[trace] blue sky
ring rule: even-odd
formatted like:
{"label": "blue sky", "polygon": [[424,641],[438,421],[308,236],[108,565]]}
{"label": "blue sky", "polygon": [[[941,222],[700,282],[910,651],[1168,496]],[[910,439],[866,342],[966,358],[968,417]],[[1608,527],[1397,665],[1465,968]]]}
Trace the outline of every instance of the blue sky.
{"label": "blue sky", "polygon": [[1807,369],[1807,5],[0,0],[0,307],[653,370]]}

■ ■ ■

▸ YOUR OBJECTIVE:
Every line above must appear again in your reply, exactly as written.

▸ EXERCISE RESPONSE:
[trace] blue sky
ring rule: even-odd
formatted like:
{"label": "blue sky", "polygon": [[424,641],[438,421],[308,236],[108,565]]}
{"label": "blue sky", "polygon": [[[941,222],[700,282],[910,651],[1168,496]],[[910,439],[866,342],[966,358],[968,417]],[[1608,527],[1397,665],[1465,968]]]}
Trace the outline of every instance of the blue sky.
{"label": "blue sky", "polygon": [[1807,369],[1807,5],[0,0],[0,307],[653,370]]}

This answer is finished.